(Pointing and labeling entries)
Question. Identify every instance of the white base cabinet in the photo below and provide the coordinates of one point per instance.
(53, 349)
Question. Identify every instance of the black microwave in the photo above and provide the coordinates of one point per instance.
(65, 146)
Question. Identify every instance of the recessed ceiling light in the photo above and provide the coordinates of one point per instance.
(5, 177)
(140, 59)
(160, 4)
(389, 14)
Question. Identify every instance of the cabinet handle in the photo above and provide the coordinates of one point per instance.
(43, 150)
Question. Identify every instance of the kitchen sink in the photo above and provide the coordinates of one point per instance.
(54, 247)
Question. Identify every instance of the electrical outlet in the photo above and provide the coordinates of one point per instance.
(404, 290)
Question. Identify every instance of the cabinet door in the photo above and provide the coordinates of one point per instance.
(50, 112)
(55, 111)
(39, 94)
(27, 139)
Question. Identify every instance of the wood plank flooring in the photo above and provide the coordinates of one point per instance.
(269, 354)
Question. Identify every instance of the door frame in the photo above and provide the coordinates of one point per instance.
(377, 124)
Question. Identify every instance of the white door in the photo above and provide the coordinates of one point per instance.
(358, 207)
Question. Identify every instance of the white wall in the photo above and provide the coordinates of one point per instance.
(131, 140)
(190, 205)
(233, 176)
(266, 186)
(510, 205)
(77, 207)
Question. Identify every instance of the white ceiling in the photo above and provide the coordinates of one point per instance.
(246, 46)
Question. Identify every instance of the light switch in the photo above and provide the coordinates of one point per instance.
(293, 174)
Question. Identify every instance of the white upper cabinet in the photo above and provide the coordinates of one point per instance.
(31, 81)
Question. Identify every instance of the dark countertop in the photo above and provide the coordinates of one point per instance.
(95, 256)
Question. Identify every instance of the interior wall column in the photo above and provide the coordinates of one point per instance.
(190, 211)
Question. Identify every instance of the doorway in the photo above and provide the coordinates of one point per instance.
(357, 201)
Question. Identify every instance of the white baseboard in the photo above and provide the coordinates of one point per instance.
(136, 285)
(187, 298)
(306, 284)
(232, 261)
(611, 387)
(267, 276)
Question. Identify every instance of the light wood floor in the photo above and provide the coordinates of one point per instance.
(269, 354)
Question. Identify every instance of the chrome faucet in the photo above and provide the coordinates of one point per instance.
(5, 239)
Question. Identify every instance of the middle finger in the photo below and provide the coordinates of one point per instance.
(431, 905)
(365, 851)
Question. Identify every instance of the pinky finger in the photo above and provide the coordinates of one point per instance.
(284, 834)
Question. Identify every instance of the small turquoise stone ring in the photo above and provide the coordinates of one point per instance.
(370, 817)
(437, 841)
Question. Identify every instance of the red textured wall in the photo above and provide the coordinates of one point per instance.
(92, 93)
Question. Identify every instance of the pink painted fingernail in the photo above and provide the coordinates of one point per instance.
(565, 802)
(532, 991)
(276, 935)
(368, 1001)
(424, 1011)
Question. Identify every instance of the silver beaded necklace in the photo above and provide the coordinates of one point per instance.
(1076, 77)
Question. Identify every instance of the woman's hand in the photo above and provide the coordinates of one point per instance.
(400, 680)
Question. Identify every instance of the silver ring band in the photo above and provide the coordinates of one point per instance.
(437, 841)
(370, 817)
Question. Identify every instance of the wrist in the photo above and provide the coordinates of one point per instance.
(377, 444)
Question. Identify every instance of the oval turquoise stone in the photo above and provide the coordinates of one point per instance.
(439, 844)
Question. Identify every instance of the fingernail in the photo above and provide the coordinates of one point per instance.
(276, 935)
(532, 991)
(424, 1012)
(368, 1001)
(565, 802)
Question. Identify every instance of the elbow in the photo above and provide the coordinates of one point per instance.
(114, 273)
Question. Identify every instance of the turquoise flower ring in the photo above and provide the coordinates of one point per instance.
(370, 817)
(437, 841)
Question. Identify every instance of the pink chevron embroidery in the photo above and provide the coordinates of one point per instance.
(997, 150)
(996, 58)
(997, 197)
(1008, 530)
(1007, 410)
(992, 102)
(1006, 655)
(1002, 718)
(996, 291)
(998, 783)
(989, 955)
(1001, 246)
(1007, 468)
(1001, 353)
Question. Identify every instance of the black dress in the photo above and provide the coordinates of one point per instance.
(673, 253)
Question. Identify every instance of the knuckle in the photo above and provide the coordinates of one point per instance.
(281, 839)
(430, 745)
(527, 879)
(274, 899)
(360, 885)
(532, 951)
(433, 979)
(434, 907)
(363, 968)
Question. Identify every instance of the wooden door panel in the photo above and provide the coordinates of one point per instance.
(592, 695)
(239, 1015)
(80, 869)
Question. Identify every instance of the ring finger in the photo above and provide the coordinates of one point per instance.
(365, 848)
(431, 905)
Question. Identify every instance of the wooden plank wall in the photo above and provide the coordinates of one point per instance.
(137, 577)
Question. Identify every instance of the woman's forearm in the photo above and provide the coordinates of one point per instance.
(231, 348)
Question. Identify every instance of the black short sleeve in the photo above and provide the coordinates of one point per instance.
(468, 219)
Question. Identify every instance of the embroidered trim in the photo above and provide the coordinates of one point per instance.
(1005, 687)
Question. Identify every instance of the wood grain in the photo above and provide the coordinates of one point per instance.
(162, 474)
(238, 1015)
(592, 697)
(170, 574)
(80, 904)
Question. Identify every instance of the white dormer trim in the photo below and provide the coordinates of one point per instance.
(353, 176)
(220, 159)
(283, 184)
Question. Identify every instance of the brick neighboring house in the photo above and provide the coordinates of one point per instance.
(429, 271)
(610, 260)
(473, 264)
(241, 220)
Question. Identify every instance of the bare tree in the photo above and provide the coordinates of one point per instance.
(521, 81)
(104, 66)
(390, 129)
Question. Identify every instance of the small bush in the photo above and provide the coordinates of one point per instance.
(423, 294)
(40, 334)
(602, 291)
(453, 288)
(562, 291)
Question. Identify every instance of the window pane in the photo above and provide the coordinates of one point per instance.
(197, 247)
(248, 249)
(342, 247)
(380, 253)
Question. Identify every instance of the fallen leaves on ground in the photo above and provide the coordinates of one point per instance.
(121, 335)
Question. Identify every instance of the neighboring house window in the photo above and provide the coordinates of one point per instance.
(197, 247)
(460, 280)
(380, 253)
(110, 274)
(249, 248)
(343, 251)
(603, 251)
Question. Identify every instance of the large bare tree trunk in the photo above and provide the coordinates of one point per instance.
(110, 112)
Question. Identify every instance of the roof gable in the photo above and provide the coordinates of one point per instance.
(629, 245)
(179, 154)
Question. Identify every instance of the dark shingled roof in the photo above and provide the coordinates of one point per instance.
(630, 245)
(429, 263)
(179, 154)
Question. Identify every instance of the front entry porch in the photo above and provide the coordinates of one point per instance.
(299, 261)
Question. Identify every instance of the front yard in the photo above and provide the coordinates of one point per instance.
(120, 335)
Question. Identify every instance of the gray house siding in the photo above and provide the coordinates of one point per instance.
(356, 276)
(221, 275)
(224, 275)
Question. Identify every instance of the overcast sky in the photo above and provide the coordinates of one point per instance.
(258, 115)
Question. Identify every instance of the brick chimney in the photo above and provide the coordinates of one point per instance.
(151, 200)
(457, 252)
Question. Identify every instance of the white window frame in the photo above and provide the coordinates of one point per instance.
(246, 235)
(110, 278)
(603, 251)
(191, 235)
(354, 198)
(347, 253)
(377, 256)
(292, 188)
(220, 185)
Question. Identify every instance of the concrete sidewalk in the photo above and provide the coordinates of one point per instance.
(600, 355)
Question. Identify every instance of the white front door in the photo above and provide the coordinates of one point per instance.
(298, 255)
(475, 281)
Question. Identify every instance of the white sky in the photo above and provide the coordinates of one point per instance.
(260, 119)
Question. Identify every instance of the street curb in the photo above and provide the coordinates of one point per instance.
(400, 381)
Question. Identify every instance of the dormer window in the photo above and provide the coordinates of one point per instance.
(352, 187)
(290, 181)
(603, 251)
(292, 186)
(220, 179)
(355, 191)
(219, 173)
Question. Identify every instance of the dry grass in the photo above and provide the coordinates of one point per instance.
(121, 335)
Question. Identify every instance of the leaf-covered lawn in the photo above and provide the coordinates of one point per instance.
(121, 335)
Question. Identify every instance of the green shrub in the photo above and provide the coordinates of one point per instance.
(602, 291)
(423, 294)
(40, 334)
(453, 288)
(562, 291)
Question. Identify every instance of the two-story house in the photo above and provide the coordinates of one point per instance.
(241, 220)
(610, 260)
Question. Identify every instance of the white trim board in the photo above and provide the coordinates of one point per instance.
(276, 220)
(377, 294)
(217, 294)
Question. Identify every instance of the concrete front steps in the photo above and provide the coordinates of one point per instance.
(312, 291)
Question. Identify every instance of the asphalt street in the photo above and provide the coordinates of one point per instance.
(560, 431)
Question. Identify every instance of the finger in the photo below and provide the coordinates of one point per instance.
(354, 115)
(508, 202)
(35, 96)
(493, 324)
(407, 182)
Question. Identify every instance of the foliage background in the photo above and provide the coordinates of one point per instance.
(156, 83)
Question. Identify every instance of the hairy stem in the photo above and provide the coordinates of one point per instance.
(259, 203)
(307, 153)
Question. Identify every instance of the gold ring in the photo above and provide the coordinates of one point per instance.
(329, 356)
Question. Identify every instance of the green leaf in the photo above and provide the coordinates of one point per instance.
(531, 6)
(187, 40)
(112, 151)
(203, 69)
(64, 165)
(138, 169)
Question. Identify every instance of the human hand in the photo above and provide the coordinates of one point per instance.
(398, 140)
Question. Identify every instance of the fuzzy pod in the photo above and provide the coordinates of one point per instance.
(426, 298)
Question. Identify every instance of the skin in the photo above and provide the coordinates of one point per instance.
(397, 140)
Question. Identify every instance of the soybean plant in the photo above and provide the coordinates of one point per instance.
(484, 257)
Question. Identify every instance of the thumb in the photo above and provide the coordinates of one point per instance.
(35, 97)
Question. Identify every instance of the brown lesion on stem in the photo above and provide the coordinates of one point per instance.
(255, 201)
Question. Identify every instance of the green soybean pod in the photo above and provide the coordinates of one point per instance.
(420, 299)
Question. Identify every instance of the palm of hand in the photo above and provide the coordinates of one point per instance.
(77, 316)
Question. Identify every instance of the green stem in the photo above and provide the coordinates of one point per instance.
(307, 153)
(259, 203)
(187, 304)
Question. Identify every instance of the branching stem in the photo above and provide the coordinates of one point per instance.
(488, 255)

Problem details: Starting at the line containing "Question. Identify every instance of the skin" and running through the end of the records, swap "stem" for "stalk" and write out only that part, leaving everything else unchanged.

Task response:
Question. Identify every instance of the skin in the photo above and provide the coordinates of one point per instance.
(397, 140)
Question. Identify every instance of the soybean plant in the photo above and provide the coordinates of one point per instance.
(484, 257)
Question. Identify every instance of the thumb in the photo above and provide the coordinates of one point per instance.
(35, 97)
Question. Identify every instance of the brown lesion on stalk in the photo above and provide the coordinates of one point per instance.
(255, 201)
Question. Identify every instance of the green soybean pod in the photo above and provide the coordinates of one point per instance.
(420, 299)
Question. Identify every instance of the palm of hand in the photo above and provide the coordinates of one point per instance.
(77, 316)
Question. Identify every instance of the green stalk in the photo above and provide the coordinates of one point per instance.
(307, 153)
(259, 203)
(187, 304)
Question. Identify every instance of the branching stalk in the photo above and provide the coordinates of one point per instance.
(488, 255)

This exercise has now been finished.